* TASK STATEMENT *
Identify every line of the listing below that contains the word "flagpole", and copy each such line in full.

BEGIN DATA SECTION

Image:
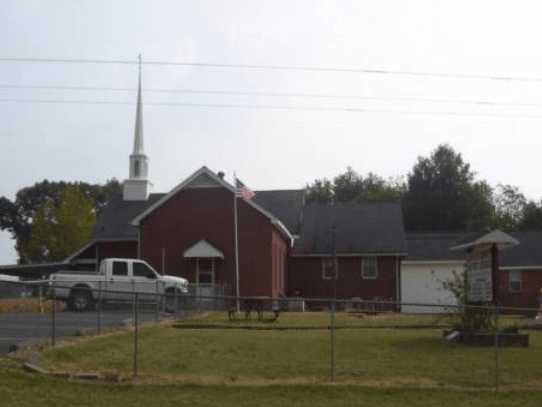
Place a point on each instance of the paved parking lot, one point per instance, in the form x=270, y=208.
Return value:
x=16, y=328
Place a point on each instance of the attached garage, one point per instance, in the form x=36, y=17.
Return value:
x=428, y=266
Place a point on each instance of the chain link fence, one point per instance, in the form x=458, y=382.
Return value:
x=350, y=341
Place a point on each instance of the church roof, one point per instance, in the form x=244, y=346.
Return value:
x=113, y=223
x=285, y=204
x=360, y=228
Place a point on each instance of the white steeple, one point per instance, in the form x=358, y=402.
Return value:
x=137, y=186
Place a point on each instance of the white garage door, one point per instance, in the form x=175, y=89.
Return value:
x=423, y=284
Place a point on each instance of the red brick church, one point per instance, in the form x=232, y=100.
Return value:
x=264, y=243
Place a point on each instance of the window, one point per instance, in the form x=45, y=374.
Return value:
x=120, y=268
x=142, y=270
x=369, y=268
x=328, y=269
x=514, y=281
x=206, y=271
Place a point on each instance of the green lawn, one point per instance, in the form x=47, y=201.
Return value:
x=383, y=357
x=18, y=389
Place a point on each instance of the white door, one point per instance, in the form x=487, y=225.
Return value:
x=424, y=283
x=205, y=279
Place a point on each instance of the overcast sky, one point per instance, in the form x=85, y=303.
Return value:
x=269, y=148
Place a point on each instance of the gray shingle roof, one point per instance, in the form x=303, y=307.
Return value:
x=527, y=253
x=433, y=246
x=115, y=217
x=371, y=227
x=286, y=205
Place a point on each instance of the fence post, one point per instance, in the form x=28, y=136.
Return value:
x=332, y=340
x=41, y=298
x=176, y=309
x=157, y=309
x=496, y=343
x=99, y=309
x=53, y=314
x=136, y=326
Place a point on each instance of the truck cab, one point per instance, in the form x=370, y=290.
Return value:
x=118, y=280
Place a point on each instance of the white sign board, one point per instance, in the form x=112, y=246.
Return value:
x=479, y=276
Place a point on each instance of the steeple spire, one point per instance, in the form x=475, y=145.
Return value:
x=136, y=187
x=138, y=133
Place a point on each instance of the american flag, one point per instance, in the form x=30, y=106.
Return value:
x=242, y=189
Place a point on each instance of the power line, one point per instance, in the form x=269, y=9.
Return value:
x=279, y=107
x=478, y=102
x=375, y=71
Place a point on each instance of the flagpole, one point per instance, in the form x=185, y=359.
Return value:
x=236, y=234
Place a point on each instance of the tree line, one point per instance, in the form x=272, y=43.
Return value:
x=440, y=193
x=50, y=220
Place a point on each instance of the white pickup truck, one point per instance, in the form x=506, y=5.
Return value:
x=116, y=281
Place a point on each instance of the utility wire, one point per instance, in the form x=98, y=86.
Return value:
x=478, y=102
x=279, y=107
x=420, y=74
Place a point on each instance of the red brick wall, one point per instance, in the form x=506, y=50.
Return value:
x=207, y=213
x=279, y=263
x=530, y=289
x=305, y=275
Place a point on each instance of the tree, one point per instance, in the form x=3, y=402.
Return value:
x=57, y=231
x=443, y=194
x=532, y=216
x=320, y=191
x=509, y=205
x=17, y=216
x=350, y=186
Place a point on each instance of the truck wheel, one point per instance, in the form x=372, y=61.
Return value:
x=172, y=299
x=80, y=300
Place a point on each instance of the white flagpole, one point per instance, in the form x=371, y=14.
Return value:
x=236, y=234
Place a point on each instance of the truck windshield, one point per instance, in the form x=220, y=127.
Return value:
x=142, y=270
x=120, y=268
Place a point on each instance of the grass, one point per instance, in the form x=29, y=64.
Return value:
x=316, y=319
x=376, y=357
x=29, y=304
x=18, y=389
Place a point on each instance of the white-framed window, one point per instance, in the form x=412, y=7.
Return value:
x=369, y=268
x=328, y=268
x=205, y=270
x=514, y=281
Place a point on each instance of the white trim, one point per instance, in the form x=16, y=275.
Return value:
x=202, y=249
x=336, y=268
x=212, y=270
x=526, y=268
x=495, y=237
x=363, y=260
x=520, y=281
x=350, y=255
x=204, y=170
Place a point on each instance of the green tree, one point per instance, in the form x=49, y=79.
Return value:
x=57, y=231
x=509, y=205
x=444, y=195
x=531, y=218
x=351, y=186
x=320, y=191
x=17, y=216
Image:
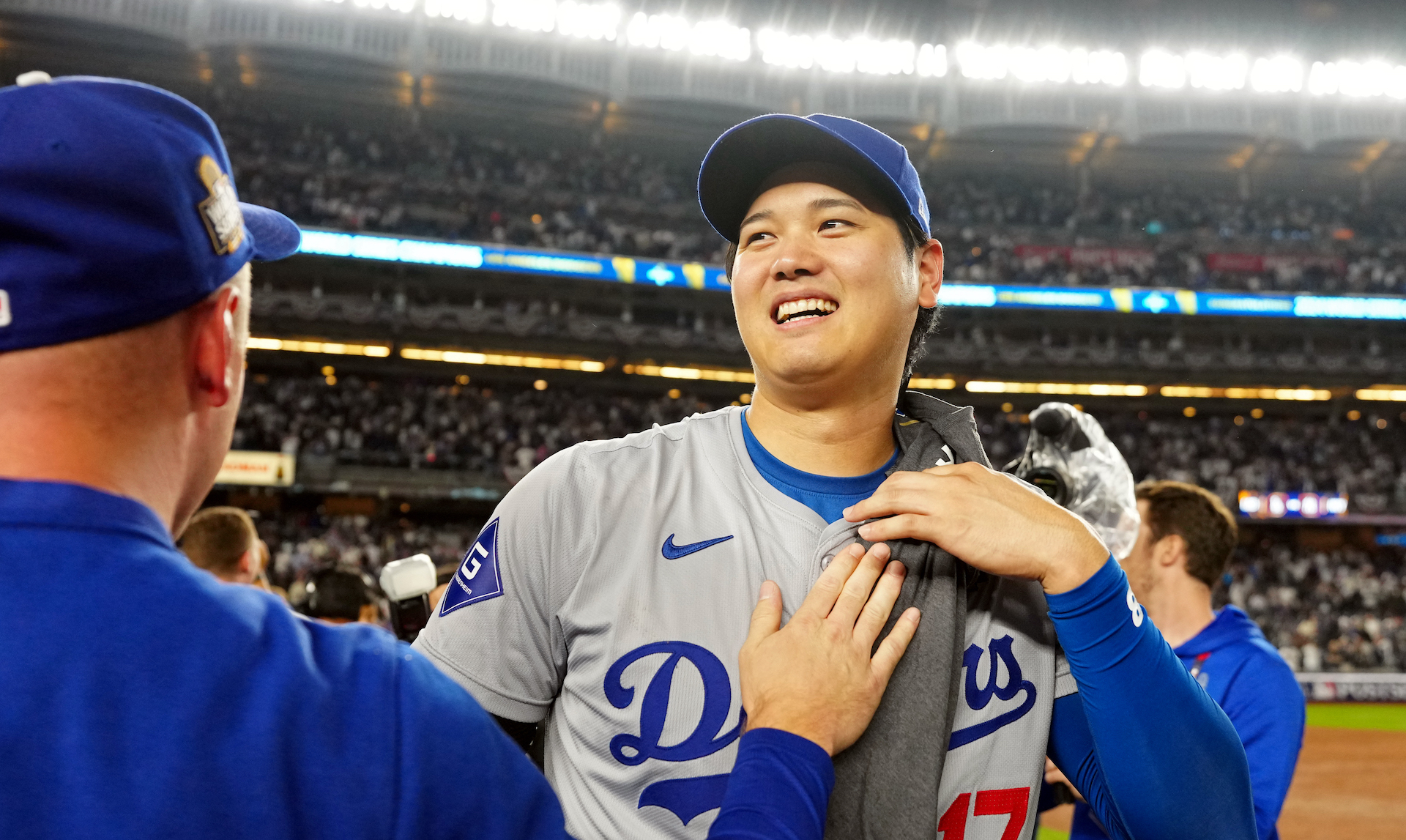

END DATA SECTION

* SOLUTION *
Place a point on each instance of the flagpole, one point per instance, in the form x=185, y=359.
Place a point on each instance of the white flagpole, one point per instance, in the form x=371, y=14.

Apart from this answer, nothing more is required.